Талантливость добра, узколобость и бесталанность зла — стержневая тема, писательская и человеческая сверхзадача Камила Икрамова. Есть у него статья, из которой видно любому и каждому, как он противится вышеозначенному пристрастию у самого Достоевского, чтобы оно не сбивало нас с толку. До ереси приходилось доводить свое интеллектуальное бесстрашие, и мой друг делал это: лучше показаться Дон Кихотом, штурмующим мельницу, чем оставить современников во власти скверного соблазна…
Обсуждается в этой же статье сочинение еще одного большого, если не великого, писателя. Того, кто пригласил самого Сатану, Консультанта с копытом в советскую посленэповскую Москву на роль положительного героя. Как раз это и обсуждается — решающее для сюжета приглашение, которому так дружно рукоплещут читатели. Да, да — кое в чем ревизует Камил эти аплодисменты и зовет других не прятаться от трудных вопросов в нерассуждающую свою любовь к Михаилу Булгакову. Даже если это — неподдельная любовь, а талант — бесспорный и ярчайший. Да, суховатым рационалистом выступает здесь мой друг. Имеет на то причины.
Смертельно хотелось Михаилу Булгакову покарать многих и многих «совков» — малодушных, испошлившихся, унизивших звание человека, а кто это мог, кроме Князя Тьмы и… Лубянки? Так вот, Камила огорчала эта, казалось бы, счастливая идея! Огорчал этот союз «и» — но ведь на самом же деле эти герои в романе соперничают между собою за право окончательно разделаться с общим неприятелем в лице… людей вообще!

══════════

• **Поставленная цель 1**: Отфильтруйте листинг: перепишите каждую строку, где встречается слово «woman».
Листинг к фрагменту никакого отношения не имеет.

Записи из набора данных для разметки
══════════

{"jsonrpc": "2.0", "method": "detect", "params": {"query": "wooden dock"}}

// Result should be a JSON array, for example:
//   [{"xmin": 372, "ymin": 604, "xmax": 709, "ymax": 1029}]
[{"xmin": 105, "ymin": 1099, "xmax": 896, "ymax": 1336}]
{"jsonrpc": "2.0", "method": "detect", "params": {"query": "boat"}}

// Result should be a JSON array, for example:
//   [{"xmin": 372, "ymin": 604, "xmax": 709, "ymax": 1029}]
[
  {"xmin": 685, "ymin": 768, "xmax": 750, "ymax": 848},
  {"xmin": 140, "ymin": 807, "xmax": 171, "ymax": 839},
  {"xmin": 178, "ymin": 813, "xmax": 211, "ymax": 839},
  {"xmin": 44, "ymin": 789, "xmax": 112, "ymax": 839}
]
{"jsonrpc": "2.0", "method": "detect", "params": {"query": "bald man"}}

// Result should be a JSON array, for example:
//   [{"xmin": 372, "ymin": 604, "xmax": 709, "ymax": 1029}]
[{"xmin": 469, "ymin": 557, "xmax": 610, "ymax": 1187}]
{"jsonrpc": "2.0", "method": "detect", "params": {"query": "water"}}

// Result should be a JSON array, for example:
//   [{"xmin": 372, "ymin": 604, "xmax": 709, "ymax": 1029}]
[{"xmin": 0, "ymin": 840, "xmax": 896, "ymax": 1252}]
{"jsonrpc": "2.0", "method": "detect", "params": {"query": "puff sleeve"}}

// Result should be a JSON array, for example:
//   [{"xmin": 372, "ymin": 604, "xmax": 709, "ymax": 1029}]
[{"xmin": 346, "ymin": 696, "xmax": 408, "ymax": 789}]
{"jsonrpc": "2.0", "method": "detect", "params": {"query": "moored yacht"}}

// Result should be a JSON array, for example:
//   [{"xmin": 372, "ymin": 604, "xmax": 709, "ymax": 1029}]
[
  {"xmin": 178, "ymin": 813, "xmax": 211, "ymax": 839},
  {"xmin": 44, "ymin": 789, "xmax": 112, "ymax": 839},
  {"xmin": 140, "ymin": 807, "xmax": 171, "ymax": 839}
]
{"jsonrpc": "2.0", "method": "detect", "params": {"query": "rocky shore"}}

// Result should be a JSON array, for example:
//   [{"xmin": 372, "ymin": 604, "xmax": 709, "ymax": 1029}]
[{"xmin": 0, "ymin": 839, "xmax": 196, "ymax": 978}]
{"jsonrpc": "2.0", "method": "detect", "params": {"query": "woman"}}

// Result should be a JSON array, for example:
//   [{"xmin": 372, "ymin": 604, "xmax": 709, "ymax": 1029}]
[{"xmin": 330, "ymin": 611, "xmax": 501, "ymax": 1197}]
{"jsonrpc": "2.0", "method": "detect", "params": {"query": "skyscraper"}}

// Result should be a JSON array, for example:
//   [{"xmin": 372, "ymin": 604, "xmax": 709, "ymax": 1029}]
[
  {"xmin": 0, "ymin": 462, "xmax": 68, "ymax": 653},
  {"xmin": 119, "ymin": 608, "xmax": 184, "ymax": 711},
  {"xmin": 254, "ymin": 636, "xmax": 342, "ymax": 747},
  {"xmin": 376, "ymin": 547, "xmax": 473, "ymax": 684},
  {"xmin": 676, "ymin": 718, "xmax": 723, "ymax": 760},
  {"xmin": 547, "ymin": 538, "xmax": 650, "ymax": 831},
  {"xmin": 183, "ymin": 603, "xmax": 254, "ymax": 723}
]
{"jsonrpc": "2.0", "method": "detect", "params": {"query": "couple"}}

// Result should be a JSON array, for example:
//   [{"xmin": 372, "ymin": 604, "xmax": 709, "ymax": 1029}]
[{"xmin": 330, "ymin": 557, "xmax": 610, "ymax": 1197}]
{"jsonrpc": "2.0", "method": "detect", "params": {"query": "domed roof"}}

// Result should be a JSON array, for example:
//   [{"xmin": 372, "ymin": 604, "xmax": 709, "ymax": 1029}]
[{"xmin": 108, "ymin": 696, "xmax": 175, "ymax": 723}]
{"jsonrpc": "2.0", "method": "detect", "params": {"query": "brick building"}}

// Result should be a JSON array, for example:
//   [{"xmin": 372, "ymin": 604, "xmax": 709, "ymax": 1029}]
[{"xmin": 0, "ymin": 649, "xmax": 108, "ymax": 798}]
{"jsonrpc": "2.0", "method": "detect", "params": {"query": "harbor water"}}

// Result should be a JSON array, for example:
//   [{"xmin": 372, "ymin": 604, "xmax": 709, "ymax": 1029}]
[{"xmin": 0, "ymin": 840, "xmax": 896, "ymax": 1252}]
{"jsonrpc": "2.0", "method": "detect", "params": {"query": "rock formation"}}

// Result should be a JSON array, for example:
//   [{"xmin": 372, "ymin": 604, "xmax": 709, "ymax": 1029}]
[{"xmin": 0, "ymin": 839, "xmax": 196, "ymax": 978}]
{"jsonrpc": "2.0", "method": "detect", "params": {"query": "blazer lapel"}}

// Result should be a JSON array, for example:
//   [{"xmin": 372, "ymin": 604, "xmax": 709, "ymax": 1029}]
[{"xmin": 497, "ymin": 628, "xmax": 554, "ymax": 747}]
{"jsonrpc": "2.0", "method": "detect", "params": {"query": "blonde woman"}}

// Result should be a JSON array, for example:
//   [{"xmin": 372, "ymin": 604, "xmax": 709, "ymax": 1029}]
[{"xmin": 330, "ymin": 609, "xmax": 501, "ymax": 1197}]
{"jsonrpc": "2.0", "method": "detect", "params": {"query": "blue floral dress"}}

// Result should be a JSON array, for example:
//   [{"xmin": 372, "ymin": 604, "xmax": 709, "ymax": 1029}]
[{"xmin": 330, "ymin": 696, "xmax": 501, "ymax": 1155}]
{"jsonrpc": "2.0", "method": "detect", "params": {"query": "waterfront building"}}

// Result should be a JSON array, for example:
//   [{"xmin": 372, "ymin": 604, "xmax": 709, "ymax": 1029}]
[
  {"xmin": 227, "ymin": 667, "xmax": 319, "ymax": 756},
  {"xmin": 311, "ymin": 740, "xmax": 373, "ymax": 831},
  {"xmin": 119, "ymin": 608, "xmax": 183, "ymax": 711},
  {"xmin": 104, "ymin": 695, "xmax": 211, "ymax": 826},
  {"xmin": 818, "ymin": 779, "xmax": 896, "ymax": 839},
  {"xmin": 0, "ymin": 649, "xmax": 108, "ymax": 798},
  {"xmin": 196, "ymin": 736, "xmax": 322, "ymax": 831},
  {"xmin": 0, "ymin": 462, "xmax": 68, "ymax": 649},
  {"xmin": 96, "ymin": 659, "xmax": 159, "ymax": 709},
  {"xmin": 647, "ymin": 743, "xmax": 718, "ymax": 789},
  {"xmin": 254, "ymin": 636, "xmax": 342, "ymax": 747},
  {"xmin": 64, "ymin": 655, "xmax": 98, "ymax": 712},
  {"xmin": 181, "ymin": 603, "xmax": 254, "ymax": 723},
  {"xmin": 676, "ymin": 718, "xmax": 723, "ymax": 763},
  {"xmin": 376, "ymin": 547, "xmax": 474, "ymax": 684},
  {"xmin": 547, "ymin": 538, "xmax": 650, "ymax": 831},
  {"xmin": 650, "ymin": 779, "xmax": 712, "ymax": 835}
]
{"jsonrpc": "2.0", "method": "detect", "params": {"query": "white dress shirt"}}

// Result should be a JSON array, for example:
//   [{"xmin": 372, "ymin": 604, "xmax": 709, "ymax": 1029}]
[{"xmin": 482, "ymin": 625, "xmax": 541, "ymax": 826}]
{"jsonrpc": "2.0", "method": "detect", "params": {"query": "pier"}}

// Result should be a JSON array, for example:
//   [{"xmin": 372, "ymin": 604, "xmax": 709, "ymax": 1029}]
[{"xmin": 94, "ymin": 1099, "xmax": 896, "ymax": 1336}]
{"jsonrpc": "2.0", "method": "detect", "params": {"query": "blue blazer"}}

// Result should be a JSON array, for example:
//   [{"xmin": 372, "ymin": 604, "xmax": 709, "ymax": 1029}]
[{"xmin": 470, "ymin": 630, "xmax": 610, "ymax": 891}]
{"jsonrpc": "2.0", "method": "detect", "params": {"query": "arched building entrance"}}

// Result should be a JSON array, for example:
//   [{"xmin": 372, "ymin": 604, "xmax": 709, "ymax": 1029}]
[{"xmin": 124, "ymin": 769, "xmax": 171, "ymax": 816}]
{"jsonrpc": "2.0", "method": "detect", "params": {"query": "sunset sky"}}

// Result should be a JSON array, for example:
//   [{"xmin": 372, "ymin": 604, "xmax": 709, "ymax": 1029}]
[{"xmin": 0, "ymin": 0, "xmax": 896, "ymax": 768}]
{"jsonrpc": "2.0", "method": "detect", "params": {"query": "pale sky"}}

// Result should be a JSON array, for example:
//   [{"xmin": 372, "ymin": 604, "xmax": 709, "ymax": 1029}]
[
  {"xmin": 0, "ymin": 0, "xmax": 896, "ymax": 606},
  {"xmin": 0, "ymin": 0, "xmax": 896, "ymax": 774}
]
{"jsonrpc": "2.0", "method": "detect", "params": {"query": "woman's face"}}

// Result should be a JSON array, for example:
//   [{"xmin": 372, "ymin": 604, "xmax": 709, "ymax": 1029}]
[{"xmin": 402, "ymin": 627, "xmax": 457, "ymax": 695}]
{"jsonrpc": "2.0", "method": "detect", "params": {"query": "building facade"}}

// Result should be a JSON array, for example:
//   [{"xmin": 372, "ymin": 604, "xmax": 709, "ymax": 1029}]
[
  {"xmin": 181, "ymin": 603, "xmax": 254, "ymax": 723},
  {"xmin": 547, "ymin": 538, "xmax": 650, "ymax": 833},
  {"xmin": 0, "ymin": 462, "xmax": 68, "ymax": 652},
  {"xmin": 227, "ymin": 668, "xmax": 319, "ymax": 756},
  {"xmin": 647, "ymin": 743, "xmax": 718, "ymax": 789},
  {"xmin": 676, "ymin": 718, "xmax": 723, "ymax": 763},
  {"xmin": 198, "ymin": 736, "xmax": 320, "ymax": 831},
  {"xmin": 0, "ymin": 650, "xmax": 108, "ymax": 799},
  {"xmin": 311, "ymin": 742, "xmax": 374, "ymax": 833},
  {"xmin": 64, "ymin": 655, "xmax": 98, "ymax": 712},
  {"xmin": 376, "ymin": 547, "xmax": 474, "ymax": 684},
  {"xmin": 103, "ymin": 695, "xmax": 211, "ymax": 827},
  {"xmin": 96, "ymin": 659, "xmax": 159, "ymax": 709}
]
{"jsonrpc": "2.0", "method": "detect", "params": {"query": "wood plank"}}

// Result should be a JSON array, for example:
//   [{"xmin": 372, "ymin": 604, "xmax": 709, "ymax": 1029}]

══════════

• **Поставленная цель 2**: Перепишите фрагмент от слов «Смертельно хотелось Михаилу» до слов «лице… людей вообще!» включительно, заменив «Князя Тьмы» на «Владыки Тьмы».

• **Полный ответ 1**:
{"jsonrpc": "2.0", "method": "detect", "params": {"query": "woman"}}
{"jsonrpc": "2.0", "method": "detect", "params": {"query": "blonde woman"}}
{"jsonrpc": "2.0", "method": "detect", "params": {"query": "woman's face"}}

• **Полный ответ 2**:
Смертельно хотелось Михаилу Булгакову покарать многих и многих «совков» — малодушных, испошлившихся, унизивших звание человека, а кто это мог, кроме Владыки Тьмы и… Лубянки? Так вот, Камила огорчала эта, казалось бы, счастливая идея! Огорчал этот союз «и» — но ведь на самом же деле эти герои в романе соперничают между собою за право окончательно разделаться с общим неприятелем в лице… людей вообще!